Let your answer be the line containing "Can you find the butterfly antenna" and every line below it to the end of the records, copied exactly.

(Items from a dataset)

++++++++

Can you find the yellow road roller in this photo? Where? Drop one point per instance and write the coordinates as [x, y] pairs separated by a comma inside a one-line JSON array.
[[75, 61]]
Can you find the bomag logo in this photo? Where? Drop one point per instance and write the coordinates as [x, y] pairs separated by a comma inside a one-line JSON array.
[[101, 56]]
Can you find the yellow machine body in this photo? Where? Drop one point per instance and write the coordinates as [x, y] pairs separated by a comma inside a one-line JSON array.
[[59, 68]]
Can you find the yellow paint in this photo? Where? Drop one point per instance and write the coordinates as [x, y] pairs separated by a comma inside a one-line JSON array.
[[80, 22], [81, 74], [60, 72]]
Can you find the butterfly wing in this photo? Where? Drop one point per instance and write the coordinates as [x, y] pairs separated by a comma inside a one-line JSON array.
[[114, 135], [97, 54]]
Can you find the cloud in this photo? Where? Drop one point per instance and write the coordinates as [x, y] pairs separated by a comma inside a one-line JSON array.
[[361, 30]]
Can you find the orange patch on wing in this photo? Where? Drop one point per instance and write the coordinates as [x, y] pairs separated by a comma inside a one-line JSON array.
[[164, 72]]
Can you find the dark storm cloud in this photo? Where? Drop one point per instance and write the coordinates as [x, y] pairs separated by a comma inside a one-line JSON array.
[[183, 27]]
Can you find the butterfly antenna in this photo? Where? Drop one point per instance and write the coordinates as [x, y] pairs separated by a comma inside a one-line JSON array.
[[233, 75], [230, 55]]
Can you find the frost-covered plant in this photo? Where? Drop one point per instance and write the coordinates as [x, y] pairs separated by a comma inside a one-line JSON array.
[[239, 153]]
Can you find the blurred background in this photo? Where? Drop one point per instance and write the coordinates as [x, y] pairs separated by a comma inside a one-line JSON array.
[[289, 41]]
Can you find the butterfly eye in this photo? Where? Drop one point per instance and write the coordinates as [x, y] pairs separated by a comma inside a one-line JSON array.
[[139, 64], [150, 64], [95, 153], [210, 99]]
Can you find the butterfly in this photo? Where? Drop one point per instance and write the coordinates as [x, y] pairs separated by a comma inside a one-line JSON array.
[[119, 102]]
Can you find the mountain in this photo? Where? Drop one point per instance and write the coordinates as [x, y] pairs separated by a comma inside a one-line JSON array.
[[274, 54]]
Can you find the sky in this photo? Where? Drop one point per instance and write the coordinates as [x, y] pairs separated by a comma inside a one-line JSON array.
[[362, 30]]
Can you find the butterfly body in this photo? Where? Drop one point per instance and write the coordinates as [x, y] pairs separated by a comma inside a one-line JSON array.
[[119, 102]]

++++++++

Response to the task
Can you find the butterfly antenna in this photo? Where? Drop one point per instance and write the coordinates as [x, y] pairs separated by a comma inside a one-line JSON array.
[[233, 75], [230, 55]]
Can you find the frost-covered plant in this photo? Where? Drop one point per instance and write the coordinates as [x, y] pairs separated by a comma inside a one-line JSON array.
[[239, 153]]
Can you find the blurred background in this photo? Where? Drop one point per instance and write the coordinates as [x, y] pairs separated by a comma inside a one-line JSON array.
[[289, 41]]
Can you find the butterfly eye in this photo? Where? Drop one point per instance and write the coordinates as [x, y] pairs separated by a comma inside a one-line JSON array.
[[139, 64], [150, 64], [95, 153], [210, 99]]
Can you find the butterfly in this photo? Where? Drop one point per instance and write the coordinates as [x, y] pairs separated by a comma inside a one-line JSON array.
[[119, 102]]
Can you find the mountain in this photo? Where? Drop one point per instance and write the coordinates as [x, y] pairs separated by a comma inside a one-line JSON array.
[[274, 54]]
Can you find the sky in this photo? Where? Drop one point per instance and write the coordinates as [x, y] pairs separated by a comma inside a one-line JSON array.
[[362, 30]]
Can you find the butterfly body in this photo? Where? Drop one point per instance and write the coordinates as [x, y] pairs separated by a comma inside a one-line JSON array.
[[119, 102]]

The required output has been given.